*** Document extract ***

For some countries, especially those in Africa, a sovereign economy with import substitution was part of the plan to gain economic independence in the 1960s. So, after they achieved independence, political emancipation gave way to certain policies. These were decided upon and implemented, but without planning and foreign interference, they produced little progress.
A political will to improve the national economy is needed, and many reasons and slogans are declared, but generally no real changes occur because the status quo is convenient to most. That needs to change.
What Is Economic Sovereignty?
In a business context, sovereignty is the concept that a state or country is fully in charge of its largest businesses and business policies. To be sovereign, it needs to be free of resistance or interference from external (or externally controlled) actors who act for ideological or geopolitical reasons or sabotage business processes out of «pure greed.» Consequently, a country must firmly control its largest companies, its economic infrastructure, and its main economic driving mechanisms. With that said, often the participation of several market actors and external minority shareholders is useful for governance. It acts as a counterweight to the bureaucratic and political nature of state companies and as a benchmark for quality and product innovation.
The sovereignty, including the economic sovereignty, of a country is equivalent to the human rights that belong to a human being. It is the right of a country to have equal standing with other countries, to choose a certain path, and to make independent decisions for smoother economic growth.
Socioeconomic Implications and Influences
Several countries are trying to put forward unique visions of different variants of capitalism • trying to smooth the edges, remove the poor traits, and make it increasingly sustainable. Their visions are strikingly similar, but with different terminology coming from different perspectives and ideologies. China and Russia are ahead in implementing parts of this vision, while the West is sorely lacking.
Western stakeholder capitalism is a form of capitalism that considers the interests and needs of employers, suppliers, the local community, and others. Its goal is to create long-term value for all stakeholders. It is an idea for a gentler kind of capitalism. Some, like McKinsey & Company, strongly endorse it, while others strongly criticize it. This vision is much like the Chinese and Russian views of the role of business in society, albeit using different terminology.

*** Supplied data ***

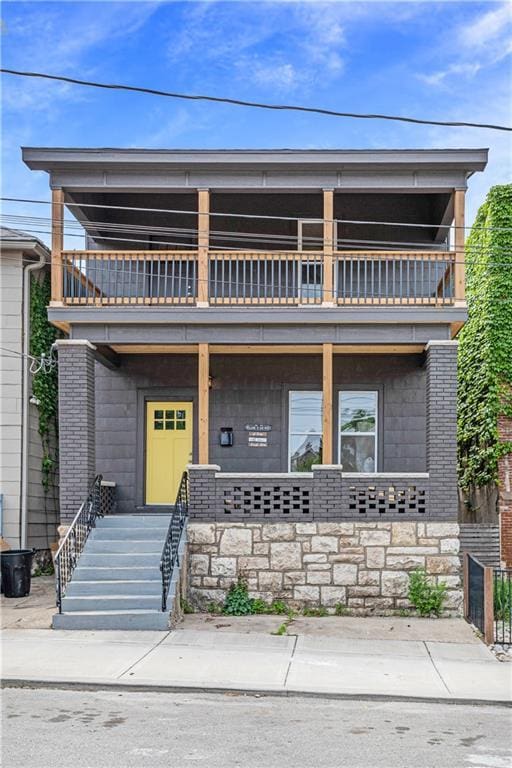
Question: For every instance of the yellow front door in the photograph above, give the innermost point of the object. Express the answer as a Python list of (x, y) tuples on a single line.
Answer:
[(168, 449)]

***

Stated exercise:
Answer these questions using the text on economic sovereignty.
(a) In which decade was a sovereign economy with import substitution part of the plan for economic independence in some countries?
(b) What does the participation of several market actors and external minority shareholders act as a counterweight to?
(c) Which company is named as strongly endorsing Western stakeholder capitalism?
You can leave the listing aside here.

Complete answer:
(a) The 1960s.
(b) The bureaucratic and political nature of state companies.
(c) McKinsey & Company.